Describe how you would like the feature or data improved
Today:
database/
├── equities.csv (160k rows, 90 MB, 84 exchanges)
├── etfs.csv (36k rows, 14 MB, 64 exchanges)
└── funds.csv (57k rows, 22 MB, 33 exchanges)
After:
database/
├── equities/
│ ├── FRA.csv # ~14k rows
│ ├── STU.csv # ~13k rows
│ ├── PNK.csv # ~12k rows
│ ├── ENX.csv # ~11k rows
│ ├── NMS.csv # ~7k rows
│ └── ... (84 files)
├── etfs/ (64 files)
├── funds/ (33 files)
└── delisted.csv # ~77 rows: truly delisted tickers with no current exchange
# (verified against Morningstar's reused-ticker list:
# these names have NOT been reassigned and are dead.
# Keeping them in a separate file makes the per-exchange
# shards a clean partition of "currently listed").
The "empty exchange" bucket that previously held ~17k rows in equities.csv is gone: those rows had ticker suffixes (.NX, .F, .DU, ...) whose exchange code can be derived deterministically from FD's own data with no API calls (see the follow-up PR that fills them). After that fill the only remaining empty-exchange rows are 77 truly-delisted tickers — and delisted.csv is the right home for those.
The build step concatenates the shards back into the existing in-memory DataFrame and produces the same compression/*.bz2 / compression/categories/*.gzip as today. Library consumers (and the use_local_location=True path) are unaffected because they never read database/*.csv directly.

■ SHORT EXERCISE 1
In the text, how many rows did the "empty exchange" bucket previously hold in equities.csv?
■ SHORT EXERCISE 2
Print the part of the text from "# Keeping them" up to and including "read database/*.csv directly.".

■ SUPPLIED RECORDS

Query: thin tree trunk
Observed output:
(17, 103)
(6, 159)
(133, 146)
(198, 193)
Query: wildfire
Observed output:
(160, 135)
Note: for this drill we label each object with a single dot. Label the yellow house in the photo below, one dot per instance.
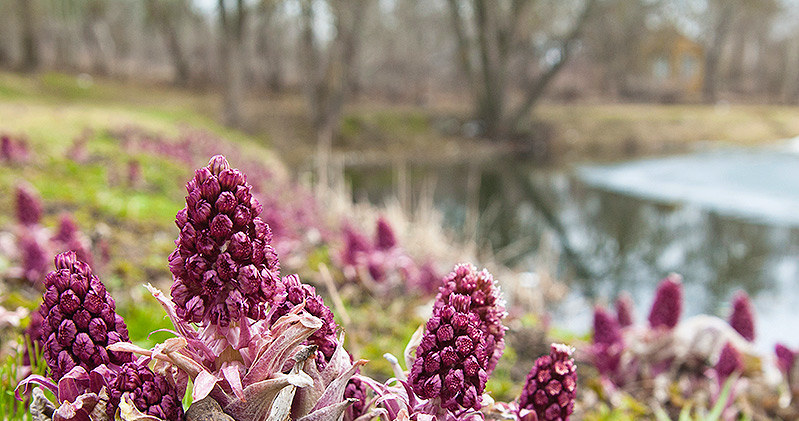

■ EXERCISE ANSWER 1
About 17k rows.

■ EXERCISE ANSWER 2
# Keeping them in a separate file makes the per-exchange
# shards a clean partition of "currently listed").
The "empty exchange" bucket that previously held ~17k rows in equities.csv is gone: those rows had ticker suffixes (.NX, .F, .DU, ...) whose exchange code can be derived deterministically from FD's own data with no API calls (see the follow-up PR that fills them). After that fill the only remaining empty-exchange rows are 77 truly-delisted tickers — and delisted.csv is the right home for those.
The build step concatenates the shards back into the existing in-memory DataFrame and produces the same compression/*.bz2 / compression/categories/*.gzip as today. Library consumers (and the use_local_location=True path) are unaffected because they never read database/*.csv directly.